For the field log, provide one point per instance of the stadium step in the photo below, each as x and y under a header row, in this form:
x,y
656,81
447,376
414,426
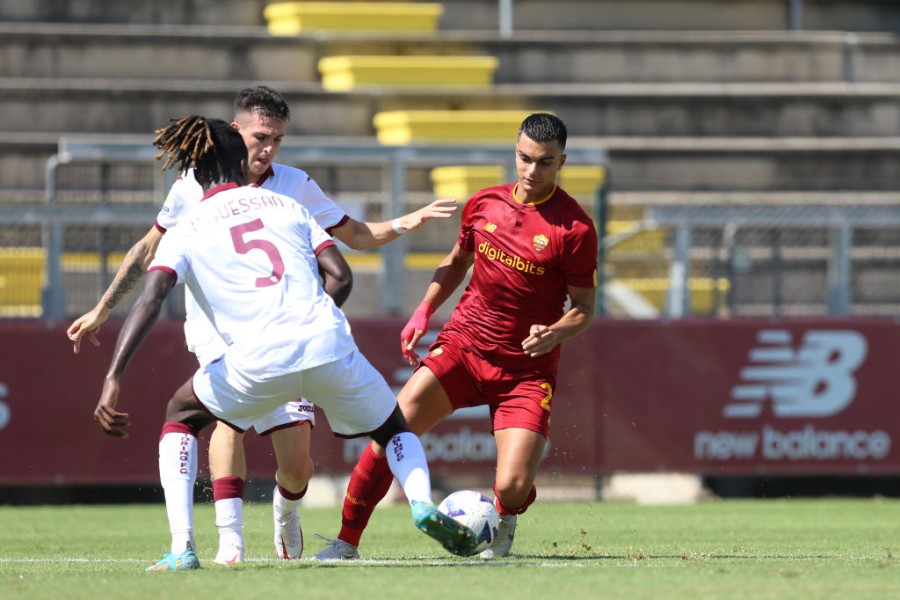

----

■ **PROBLEM DETAILS**: Copy out the rows above word for word, without the pictures.

■ **OUTPUT**:
For the field log, provide one point per instance of the stadium step in the photo below, each as x and y under a header row, in this form:
x,y
656,81
447,376
414,426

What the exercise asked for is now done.